Start of SUPPLIED MATERIAL

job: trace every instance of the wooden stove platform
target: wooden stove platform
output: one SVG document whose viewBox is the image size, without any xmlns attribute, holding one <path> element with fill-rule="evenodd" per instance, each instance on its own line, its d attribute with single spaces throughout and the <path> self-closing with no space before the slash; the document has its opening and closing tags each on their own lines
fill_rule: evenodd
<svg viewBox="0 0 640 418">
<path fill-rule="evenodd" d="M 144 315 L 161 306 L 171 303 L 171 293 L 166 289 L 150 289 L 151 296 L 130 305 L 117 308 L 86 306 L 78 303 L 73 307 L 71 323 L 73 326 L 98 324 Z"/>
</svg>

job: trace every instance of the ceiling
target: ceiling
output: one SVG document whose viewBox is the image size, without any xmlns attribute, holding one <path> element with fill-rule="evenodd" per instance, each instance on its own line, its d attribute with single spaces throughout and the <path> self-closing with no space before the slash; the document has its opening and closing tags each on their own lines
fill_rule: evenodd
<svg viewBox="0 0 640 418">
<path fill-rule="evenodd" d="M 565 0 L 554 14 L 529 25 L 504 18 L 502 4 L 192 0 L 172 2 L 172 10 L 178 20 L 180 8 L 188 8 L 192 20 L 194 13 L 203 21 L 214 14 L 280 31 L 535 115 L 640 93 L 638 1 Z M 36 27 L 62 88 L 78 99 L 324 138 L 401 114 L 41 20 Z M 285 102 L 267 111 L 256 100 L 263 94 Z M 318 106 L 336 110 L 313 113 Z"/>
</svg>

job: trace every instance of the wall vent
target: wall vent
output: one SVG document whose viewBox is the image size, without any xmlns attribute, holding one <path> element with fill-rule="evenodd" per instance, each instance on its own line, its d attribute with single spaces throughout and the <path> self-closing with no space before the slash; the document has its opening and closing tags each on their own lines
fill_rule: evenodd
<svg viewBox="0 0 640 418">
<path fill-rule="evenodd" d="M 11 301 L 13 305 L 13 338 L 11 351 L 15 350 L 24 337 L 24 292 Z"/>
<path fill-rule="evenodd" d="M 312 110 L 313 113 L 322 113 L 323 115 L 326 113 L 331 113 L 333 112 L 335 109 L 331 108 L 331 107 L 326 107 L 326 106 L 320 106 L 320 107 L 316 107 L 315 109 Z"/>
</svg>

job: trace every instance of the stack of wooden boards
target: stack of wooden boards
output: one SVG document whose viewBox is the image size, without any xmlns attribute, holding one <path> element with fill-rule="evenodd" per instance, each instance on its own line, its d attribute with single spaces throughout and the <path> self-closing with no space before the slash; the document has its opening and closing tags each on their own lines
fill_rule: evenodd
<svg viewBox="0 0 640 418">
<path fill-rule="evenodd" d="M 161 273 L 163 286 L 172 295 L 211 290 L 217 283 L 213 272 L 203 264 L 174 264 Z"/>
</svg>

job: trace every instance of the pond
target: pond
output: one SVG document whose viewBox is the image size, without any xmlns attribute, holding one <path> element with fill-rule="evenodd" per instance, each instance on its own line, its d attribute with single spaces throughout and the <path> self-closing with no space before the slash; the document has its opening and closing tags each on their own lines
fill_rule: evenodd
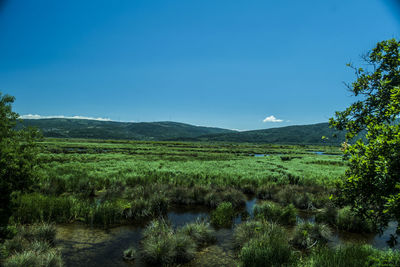
<svg viewBox="0 0 400 267">
<path fill-rule="evenodd" d="M 252 218 L 253 207 L 256 203 L 256 198 L 248 199 L 242 214 L 246 213 L 244 211 L 247 211 L 246 214 L 248 214 L 248 217 Z M 191 209 L 175 207 L 168 213 L 168 220 L 173 227 L 180 227 L 196 220 L 208 220 L 209 217 L 209 210 L 203 207 Z M 300 211 L 297 216 L 297 222 L 314 222 L 314 218 L 315 216 L 312 212 Z M 206 257 L 223 257 L 223 261 L 232 263 L 234 258 L 232 249 L 233 231 L 235 225 L 240 224 L 242 221 L 242 215 L 238 215 L 234 219 L 231 228 L 215 229 L 216 244 L 199 252 L 200 256 L 195 261 L 201 261 L 202 257 L 206 254 Z M 381 236 L 335 231 L 330 245 L 336 246 L 345 242 L 361 242 L 371 244 L 380 249 L 387 248 L 388 244 L 386 241 L 390 238 L 390 234 L 395 233 L 396 226 L 395 222 L 390 223 Z M 128 225 L 104 230 L 88 227 L 83 224 L 58 225 L 57 243 L 62 250 L 66 266 L 143 266 L 143 263 L 139 260 L 130 263 L 122 259 L 122 252 L 125 249 L 131 246 L 136 248 L 139 246 L 143 227 Z M 400 249 L 400 246 L 397 245 L 396 249 Z M 193 265 L 194 263 L 191 264 Z M 198 263 L 198 265 L 201 265 L 201 263 Z"/>
</svg>

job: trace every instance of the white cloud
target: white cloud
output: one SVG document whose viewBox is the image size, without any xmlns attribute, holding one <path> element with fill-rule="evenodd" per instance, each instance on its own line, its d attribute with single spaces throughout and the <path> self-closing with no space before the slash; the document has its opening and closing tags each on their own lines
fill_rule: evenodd
<svg viewBox="0 0 400 267">
<path fill-rule="evenodd" d="M 263 122 L 283 122 L 283 120 L 277 119 L 277 118 L 275 118 L 274 115 L 271 115 L 271 116 L 269 116 L 269 117 L 266 117 L 266 118 L 263 120 Z"/>
<path fill-rule="evenodd" d="M 95 121 L 111 121 L 109 118 L 94 118 L 94 117 L 85 117 L 85 116 L 41 116 L 37 114 L 27 114 L 20 116 L 20 119 L 32 119 L 32 120 L 39 120 L 39 119 L 80 119 L 80 120 L 95 120 Z"/>
</svg>

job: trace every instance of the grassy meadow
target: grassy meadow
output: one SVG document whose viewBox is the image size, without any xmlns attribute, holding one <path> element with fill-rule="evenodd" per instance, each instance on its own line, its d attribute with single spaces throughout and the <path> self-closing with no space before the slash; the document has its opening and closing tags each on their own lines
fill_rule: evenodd
<svg viewBox="0 0 400 267">
<path fill-rule="evenodd" d="M 40 244 L 23 235 L 26 227 L 40 233 L 61 224 L 140 225 L 139 244 L 120 248 L 121 258 L 137 266 L 400 262 L 391 250 L 327 245 L 336 230 L 376 231 L 331 201 L 347 167 L 339 147 L 85 139 L 45 139 L 40 147 L 37 185 L 13 197 L 15 236 L 2 247 L 4 266 L 62 266 L 54 234 Z M 245 215 L 249 198 L 257 203 L 254 214 Z M 209 219 L 182 227 L 167 219 L 173 209 L 198 207 Z M 299 222 L 301 212 L 315 220 Z M 241 223 L 233 226 L 239 215 Z M 215 231 L 221 228 L 233 231 L 231 259 L 204 259 L 207 249 L 218 248 Z"/>
</svg>

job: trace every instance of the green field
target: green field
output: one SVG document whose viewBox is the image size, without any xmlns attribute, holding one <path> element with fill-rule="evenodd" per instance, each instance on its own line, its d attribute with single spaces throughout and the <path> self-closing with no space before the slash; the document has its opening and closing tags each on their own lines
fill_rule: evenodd
<svg viewBox="0 0 400 267">
<path fill-rule="evenodd" d="M 368 246 L 335 252 L 325 245 L 338 230 L 374 232 L 371 224 L 331 201 L 347 167 L 339 147 L 85 139 L 45 139 L 39 145 L 40 178 L 32 192 L 14 196 L 11 222 L 16 227 L 56 223 L 59 231 L 78 225 L 88 235 L 96 229 L 140 227 L 139 243 L 131 250 L 118 248 L 121 259 L 126 250 L 125 257 L 137 266 L 257 266 L 253 259 L 279 253 L 276 260 L 282 264 L 318 266 L 327 260 L 321 255 L 342 257 L 351 249 L 355 255 L 389 255 Z M 251 199 L 257 204 L 248 208 Z M 177 227 L 168 222 L 171 211 L 185 216 L 183 210 L 197 214 L 198 209 L 205 221 L 190 219 L 186 226 L 170 228 Z M 312 222 L 299 221 L 300 214 Z M 230 229 L 230 237 L 219 237 L 220 229 Z M 227 244 L 228 252 L 215 240 Z"/>
</svg>

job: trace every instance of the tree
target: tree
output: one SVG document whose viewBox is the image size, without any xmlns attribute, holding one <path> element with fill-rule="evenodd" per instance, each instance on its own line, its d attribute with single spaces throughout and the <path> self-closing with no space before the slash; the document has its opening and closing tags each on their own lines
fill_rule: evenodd
<svg viewBox="0 0 400 267">
<path fill-rule="evenodd" d="M 400 222 L 400 42 L 379 42 L 363 59 L 366 69 L 349 65 L 357 78 L 348 89 L 357 101 L 330 119 L 347 140 L 366 131 L 364 140 L 344 146 L 350 167 L 337 200 L 382 229 Z"/>
<path fill-rule="evenodd" d="M 11 196 L 29 190 L 36 176 L 39 133 L 17 130 L 18 114 L 12 111 L 14 97 L 0 93 L 0 236 L 12 213 Z"/>
</svg>

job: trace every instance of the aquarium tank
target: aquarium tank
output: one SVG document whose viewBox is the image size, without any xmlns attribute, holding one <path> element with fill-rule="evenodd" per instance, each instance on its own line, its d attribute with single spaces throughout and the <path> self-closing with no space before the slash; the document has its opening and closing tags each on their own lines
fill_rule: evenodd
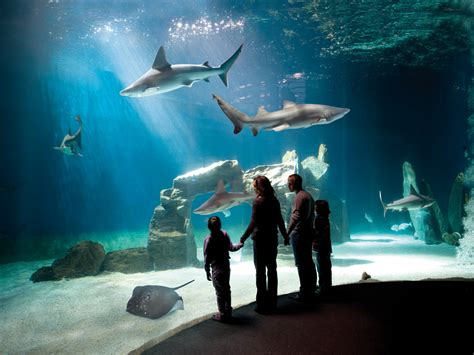
<svg viewBox="0 0 474 355">
<path fill-rule="evenodd" d="M 473 15 L 470 0 L 2 2 L 0 352 L 77 350 L 79 334 L 85 352 L 128 352 L 211 312 L 208 218 L 237 243 L 258 175 L 285 222 L 291 174 L 329 202 L 335 284 L 472 278 Z M 280 241 L 283 294 L 298 278 Z M 254 300 L 251 245 L 232 254 L 235 306 Z M 136 286 L 191 279 L 159 326 L 125 311 Z"/>
</svg>

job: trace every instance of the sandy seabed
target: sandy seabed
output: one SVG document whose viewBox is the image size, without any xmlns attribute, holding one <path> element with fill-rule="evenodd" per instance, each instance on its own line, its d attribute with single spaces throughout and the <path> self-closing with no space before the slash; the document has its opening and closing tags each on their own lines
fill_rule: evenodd
<svg viewBox="0 0 474 355">
<path fill-rule="evenodd" d="M 201 253 L 202 251 L 198 251 Z M 233 307 L 255 300 L 251 261 L 232 255 Z M 141 274 L 103 273 L 95 277 L 32 283 L 31 274 L 52 260 L 0 266 L 0 353 L 126 354 L 143 344 L 156 344 L 216 311 L 211 282 L 204 270 L 183 268 Z M 355 235 L 334 247 L 333 283 L 358 282 L 362 272 L 380 281 L 426 278 L 474 278 L 474 263 L 456 258 L 456 248 L 425 245 L 409 235 Z M 279 294 L 298 289 L 292 258 L 278 261 Z M 125 311 L 136 286 L 176 287 L 184 310 L 160 319 Z"/>
</svg>

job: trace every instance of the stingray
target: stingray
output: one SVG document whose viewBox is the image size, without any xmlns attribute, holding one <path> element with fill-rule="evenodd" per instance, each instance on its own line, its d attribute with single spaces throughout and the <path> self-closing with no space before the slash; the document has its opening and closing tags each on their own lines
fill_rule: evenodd
<svg viewBox="0 0 474 355">
<path fill-rule="evenodd" d="M 128 300 L 127 312 L 140 317 L 157 319 L 177 309 L 184 309 L 183 299 L 175 290 L 184 287 L 170 288 L 165 286 L 137 286 L 133 289 L 132 298 Z"/>
</svg>

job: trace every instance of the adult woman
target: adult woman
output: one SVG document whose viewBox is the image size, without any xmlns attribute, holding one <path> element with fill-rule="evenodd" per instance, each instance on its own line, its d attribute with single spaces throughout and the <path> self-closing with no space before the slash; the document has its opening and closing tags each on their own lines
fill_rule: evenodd
<svg viewBox="0 0 474 355">
<path fill-rule="evenodd" d="M 275 190 L 273 190 L 270 180 L 265 176 L 257 176 L 253 180 L 253 188 L 257 197 L 253 202 L 250 223 L 240 238 L 240 242 L 245 243 L 245 240 L 252 234 L 257 284 L 255 311 L 268 314 L 275 311 L 277 307 L 277 228 L 283 235 L 285 245 L 289 244 L 289 239 L 281 215 L 280 202 L 275 196 Z"/>
</svg>

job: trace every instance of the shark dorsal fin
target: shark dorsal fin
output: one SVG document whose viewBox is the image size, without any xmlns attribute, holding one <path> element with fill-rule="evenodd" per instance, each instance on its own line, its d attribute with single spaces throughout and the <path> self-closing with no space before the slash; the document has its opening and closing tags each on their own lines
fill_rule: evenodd
<svg viewBox="0 0 474 355">
<path fill-rule="evenodd" d="M 217 182 L 217 187 L 216 187 L 216 194 L 222 194 L 226 192 L 225 191 L 225 185 L 224 185 L 224 180 L 219 180 Z"/>
<path fill-rule="evenodd" d="M 259 115 L 264 115 L 264 114 L 266 114 L 266 113 L 268 113 L 268 111 L 265 110 L 265 107 L 264 107 L 264 106 L 260 106 L 260 107 L 258 108 L 258 111 L 257 111 L 257 116 L 259 116 Z"/>
<path fill-rule="evenodd" d="M 419 196 L 419 193 L 416 192 L 415 188 L 411 184 L 410 184 L 410 195 Z"/>
<path fill-rule="evenodd" d="M 208 67 L 208 68 L 211 67 L 211 66 L 209 65 L 209 61 L 207 61 L 207 60 L 206 60 L 204 63 L 202 63 L 202 65 L 204 65 L 205 67 Z"/>
<path fill-rule="evenodd" d="M 167 70 L 171 67 L 171 64 L 166 60 L 165 49 L 163 46 L 158 49 L 156 53 L 155 61 L 153 62 L 152 68 L 156 70 Z"/>
<path fill-rule="evenodd" d="M 293 101 L 288 101 L 288 100 L 283 101 L 283 108 L 289 108 L 293 106 L 296 106 L 296 103 L 294 103 Z"/>
</svg>

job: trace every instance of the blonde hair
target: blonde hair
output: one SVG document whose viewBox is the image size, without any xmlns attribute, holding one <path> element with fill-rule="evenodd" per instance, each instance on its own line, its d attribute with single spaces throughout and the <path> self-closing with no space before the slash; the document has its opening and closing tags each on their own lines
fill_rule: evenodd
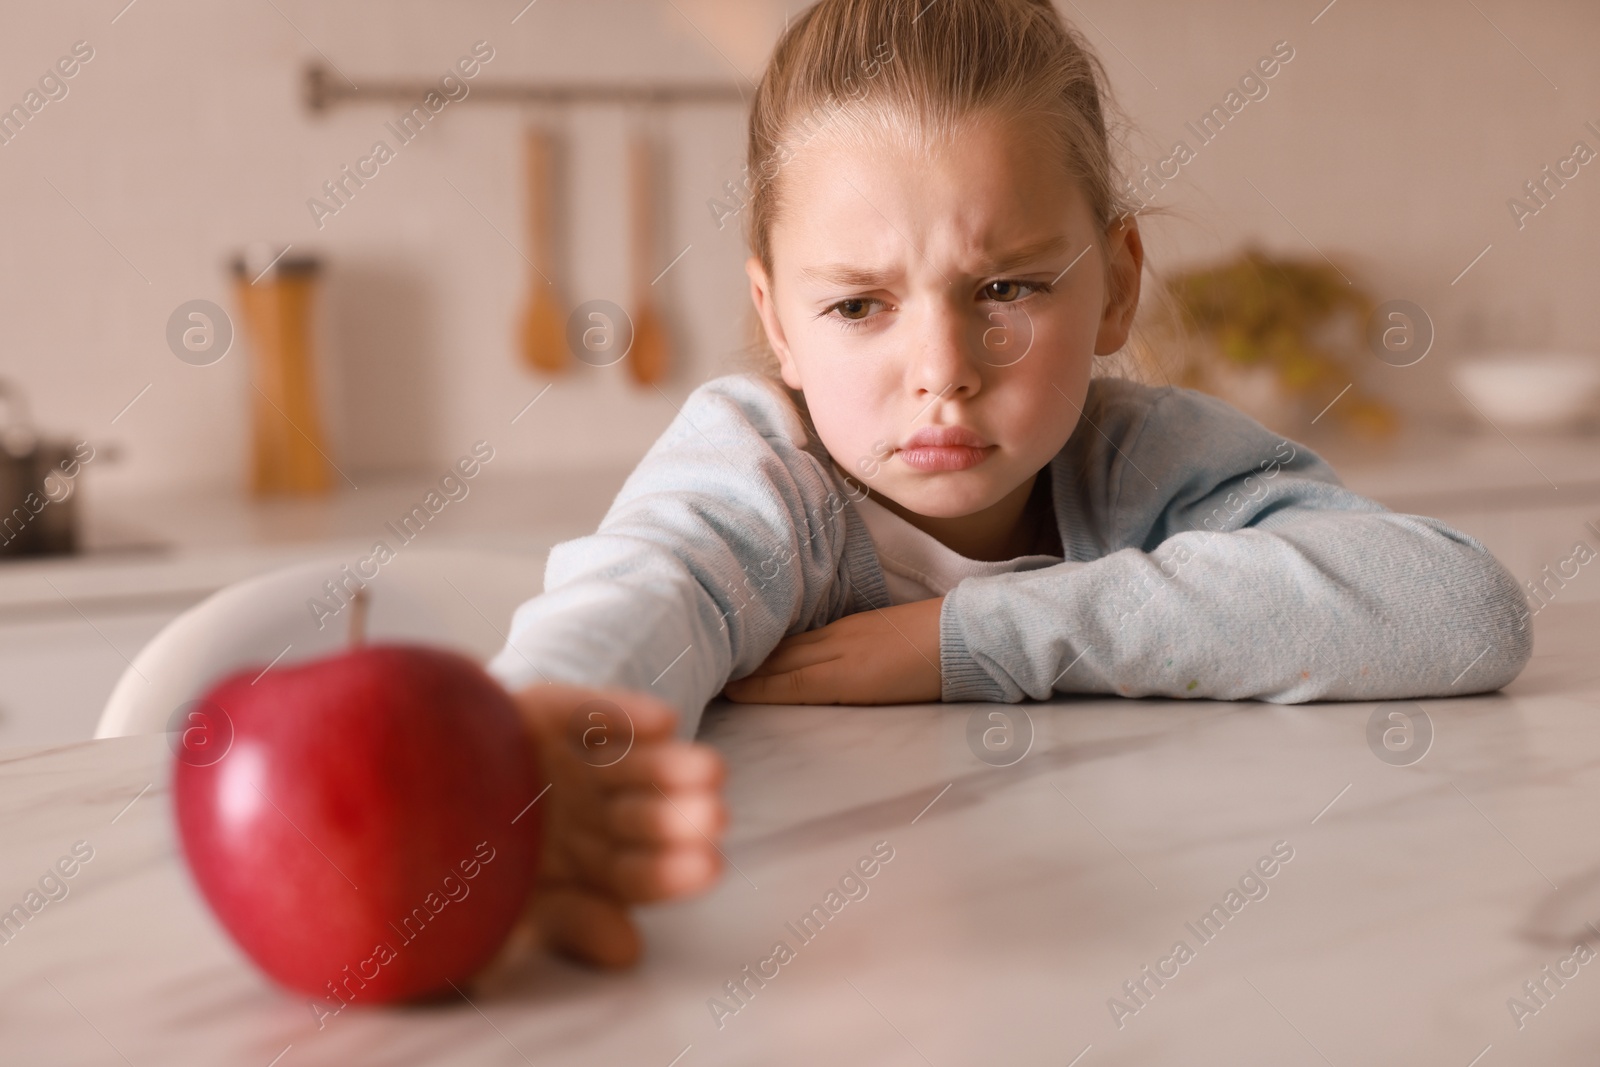
<svg viewBox="0 0 1600 1067">
<path fill-rule="evenodd" d="M 978 113 L 1032 120 L 1088 201 L 1097 234 L 1136 213 L 1100 60 L 1050 0 L 819 0 L 778 39 L 750 109 L 744 207 L 751 253 L 772 277 L 783 166 L 822 128 L 945 138 Z M 1120 116 L 1119 116 L 1120 118 Z M 1144 209 L 1148 210 L 1148 209 Z M 759 317 L 747 358 L 776 378 Z M 804 400 L 789 390 L 804 410 Z"/>
</svg>

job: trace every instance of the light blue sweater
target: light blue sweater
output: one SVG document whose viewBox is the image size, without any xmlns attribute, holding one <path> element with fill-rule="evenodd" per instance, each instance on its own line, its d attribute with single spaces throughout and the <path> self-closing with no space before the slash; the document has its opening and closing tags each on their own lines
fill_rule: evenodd
<svg viewBox="0 0 1600 1067">
<path fill-rule="evenodd" d="M 1091 565 L 951 590 L 943 699 L 1456 696 L 1532 654 L 1522 592 L 1483 545 L 1350 492 L 1222 401 L 1103 378 L 1083 415 L 1048 474 L 1062 556 Z M 864 493 L 781 383 L 706 382 L 600 529 L 551 549 L 489 669 L 645 690 L 692 736 L 783 637 L 889 605 Z"/>
</svg>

End of SUPPLIED MATERIAL

_TASK DETAILS_: A copy of each line in the data above that holds the string "seabed" is needed.

_WRITTEN REPLY_:
job: trace every instance of the sandy seabed
target: sandy seabed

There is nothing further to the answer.